**ACTIVITIES:**
1. Answer these questions using the abstract on AI-guided protein evolution.
(a) Which company and country are listed for the speaker?
(b) In what framework are the model's predictions used to choose candidates for experimental validation?
(c) Which complex enzymes does the abstract name as having been enhanced in protein engineering campaigns?
2. Continue the abstract on AI-guided protein evolution, starting after its last sentence.

----- TEXT PASSAGE -----

HYBRID EVENT: You can participate in person at Rome, Italy or Virtually from your home or work.
Lukas Pluska, Speaker at Catalysis Conference
Exazyme, Germany
Title : Protein regression models as cornerstone of AI-guided protein evolution


Protein engineering plays a central role in developing biocatalysts for biotechnology, biomedicine, and life science. Over recent years it has evolved significantly with the integration of machine learning (ML) techniques. Our study focuses on the application of ML algorithms I enhancing biocatalyst functionalities, including enzyme stability, function, and solubility. We have pioneered the use of ML algorithms as effective tools in protein engineering, specifically targeting biocatalysts. Our methodology involves a two-step ML model application. Initially, our models proficiently predict protein sequence-to-function mappings. The approach does not require but can integrate detailed mechanistic or structural data. The application has proven particularly effective in low data regimes, even when only a few dozen functionally assayed sequence variants are available. Subsequently, we employ these predictions in a Bayesian optimization framework to guide the selection of candidates for experimental validation. This process allows simultaneous optimization of multiple parameters, such as stability, catalytic speed, and substrate specificity. A notable achievement of our research is the superior performance of our prediction algorithms. They consistently outperform current state-of-the-art methods, including a recent algorithm developed by Novartis, across various datasets and benchmarks. The practical applicability of our algorithms was further validated through successful protein engineering campaigns, enhancing the functionality of complex enzymes like carboxylases, hydrogenases, and phosphohydrolases. Our findings underscore the potential of ML methods in expediting directed evolution and rational design of proteins. By harnessing the power of existing sequence variant data, these methods effectively predict and select sequences with enhanced properties. During the talk, we will delve into these advancements in detail, highlighting practical applications, limitations and their significant impact on the future of protein engineering.

----- DATA RECORDS -----

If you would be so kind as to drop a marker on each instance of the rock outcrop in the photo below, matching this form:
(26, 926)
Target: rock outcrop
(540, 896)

-----
----- DATA RECORDS -----

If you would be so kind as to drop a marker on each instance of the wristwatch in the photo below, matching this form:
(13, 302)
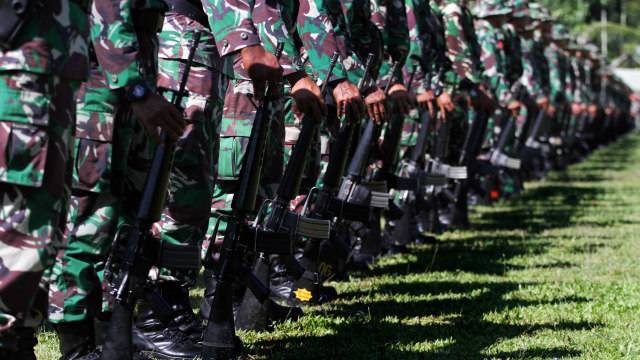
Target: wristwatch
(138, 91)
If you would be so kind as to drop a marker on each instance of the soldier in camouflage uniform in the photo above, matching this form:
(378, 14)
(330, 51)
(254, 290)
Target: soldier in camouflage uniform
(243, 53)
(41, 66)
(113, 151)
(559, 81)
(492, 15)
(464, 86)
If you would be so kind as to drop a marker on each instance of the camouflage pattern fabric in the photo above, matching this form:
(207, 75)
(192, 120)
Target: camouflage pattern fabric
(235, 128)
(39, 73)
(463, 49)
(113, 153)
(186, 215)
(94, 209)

-----
----- DATA RECORDS -----

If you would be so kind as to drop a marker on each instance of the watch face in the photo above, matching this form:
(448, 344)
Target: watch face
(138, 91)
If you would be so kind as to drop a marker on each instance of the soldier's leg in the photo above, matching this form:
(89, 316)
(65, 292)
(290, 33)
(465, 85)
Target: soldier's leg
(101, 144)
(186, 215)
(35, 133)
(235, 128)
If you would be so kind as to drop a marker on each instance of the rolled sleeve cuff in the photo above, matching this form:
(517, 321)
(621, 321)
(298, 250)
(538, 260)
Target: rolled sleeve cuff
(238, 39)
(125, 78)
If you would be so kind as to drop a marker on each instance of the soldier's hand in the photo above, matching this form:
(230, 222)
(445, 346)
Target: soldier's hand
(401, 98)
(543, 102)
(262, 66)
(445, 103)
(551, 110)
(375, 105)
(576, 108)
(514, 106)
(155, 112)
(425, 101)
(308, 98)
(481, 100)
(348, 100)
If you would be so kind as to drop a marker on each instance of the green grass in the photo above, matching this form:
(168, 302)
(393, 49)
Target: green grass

-----

**PER-TASK OUTPUTS:**
1.
(a) Exazyme, Germany
(b) A Bayesian optimization framework
(c) Carboxylases, hydrogenases, and phosphohydrolases

2.
Audience Take Away

  • The growing importance of machine learning in protein engineering: This presentation will deepen the audience's understanding of how machine learning is revolutionizing protein engineering, highlighting a specific methodology that is transforming current practices in the field.
  • Enhancing protein engineering with regression models: Gain insights into how advanced protein regression models can significantly elevate the outcomes of protein engineering projects.
  • Efficient variant extrapolation: Learn how recent advancements in these regression models enable the use of only a few dozen functionally assayed protein variants to extrapolate to superior sequences efficiently.
  • Orthogonal approach to conventional techniques: Understand how such approaches offer a unique, orthogonal approach, complementing and overcoming limitations of traditional methods like directed evolution (restricted by trial-and-error processes) and structure-guided rational design (dependent on precise mechanistic knowledge).